• **Your goal**
Return every line of the records below that contains the word "Find", with case counting.

• **Task data**
· · · · ·
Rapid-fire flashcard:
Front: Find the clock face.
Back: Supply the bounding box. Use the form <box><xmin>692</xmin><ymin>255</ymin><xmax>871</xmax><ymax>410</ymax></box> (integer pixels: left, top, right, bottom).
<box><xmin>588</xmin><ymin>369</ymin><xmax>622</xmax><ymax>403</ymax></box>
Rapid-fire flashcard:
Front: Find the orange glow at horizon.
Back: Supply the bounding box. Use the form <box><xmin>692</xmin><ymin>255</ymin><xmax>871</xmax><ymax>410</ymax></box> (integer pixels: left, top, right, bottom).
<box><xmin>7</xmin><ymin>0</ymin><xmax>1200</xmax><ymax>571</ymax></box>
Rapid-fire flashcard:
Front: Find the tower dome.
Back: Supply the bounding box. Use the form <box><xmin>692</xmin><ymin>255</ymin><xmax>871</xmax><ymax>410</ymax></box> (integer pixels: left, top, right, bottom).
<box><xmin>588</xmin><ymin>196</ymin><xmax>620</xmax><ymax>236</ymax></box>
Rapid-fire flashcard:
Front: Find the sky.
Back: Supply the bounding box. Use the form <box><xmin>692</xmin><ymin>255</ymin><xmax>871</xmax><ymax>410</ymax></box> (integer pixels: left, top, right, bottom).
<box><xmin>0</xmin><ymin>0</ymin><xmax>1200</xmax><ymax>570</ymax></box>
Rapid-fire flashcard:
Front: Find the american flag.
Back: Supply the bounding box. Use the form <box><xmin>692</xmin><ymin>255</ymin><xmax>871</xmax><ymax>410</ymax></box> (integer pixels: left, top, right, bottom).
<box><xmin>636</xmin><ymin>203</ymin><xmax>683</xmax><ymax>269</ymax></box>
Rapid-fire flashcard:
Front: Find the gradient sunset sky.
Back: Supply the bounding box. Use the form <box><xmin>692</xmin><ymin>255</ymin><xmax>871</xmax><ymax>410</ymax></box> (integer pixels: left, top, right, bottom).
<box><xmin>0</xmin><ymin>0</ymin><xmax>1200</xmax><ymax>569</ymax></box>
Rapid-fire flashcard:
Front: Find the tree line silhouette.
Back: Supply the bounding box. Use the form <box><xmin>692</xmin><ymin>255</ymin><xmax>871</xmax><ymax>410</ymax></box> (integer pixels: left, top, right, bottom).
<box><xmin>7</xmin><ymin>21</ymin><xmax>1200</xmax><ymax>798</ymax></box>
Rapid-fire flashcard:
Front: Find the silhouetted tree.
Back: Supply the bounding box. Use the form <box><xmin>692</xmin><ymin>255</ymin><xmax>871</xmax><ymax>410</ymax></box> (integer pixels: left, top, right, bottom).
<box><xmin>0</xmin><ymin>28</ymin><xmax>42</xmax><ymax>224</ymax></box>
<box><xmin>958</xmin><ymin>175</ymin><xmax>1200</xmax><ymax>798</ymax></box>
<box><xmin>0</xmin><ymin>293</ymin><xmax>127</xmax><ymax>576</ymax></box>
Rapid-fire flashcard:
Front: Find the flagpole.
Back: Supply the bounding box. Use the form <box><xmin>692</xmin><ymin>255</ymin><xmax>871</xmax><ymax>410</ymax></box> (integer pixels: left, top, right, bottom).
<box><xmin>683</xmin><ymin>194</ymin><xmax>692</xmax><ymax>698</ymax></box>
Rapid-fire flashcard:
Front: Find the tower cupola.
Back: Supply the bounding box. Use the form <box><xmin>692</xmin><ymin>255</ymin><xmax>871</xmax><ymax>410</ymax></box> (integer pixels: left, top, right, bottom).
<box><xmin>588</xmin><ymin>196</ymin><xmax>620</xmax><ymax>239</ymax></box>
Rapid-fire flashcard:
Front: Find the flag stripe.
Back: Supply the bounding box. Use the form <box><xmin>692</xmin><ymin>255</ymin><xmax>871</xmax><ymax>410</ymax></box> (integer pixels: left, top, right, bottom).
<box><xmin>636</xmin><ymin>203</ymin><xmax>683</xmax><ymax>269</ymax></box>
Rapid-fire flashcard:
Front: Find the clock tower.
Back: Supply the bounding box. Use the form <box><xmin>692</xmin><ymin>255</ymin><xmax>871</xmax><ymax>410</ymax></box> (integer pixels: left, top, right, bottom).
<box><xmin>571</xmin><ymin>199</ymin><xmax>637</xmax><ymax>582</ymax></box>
· · · · ·
• **Response**
Front: Find the clock face.
Front: Find the orange glow at horizon.
Front: Find the tower dome.
Front: Find the sky.
Front: Find the american flag.
Front: Find the gradient sunset sky.
Front: Find the tree line silhouette.
Front: Find the silhouetted tree.
Front: Find the flagpole.
Front: Find the tower cupola.
Front: Find the flag stripe.
Front: Find the clock tower.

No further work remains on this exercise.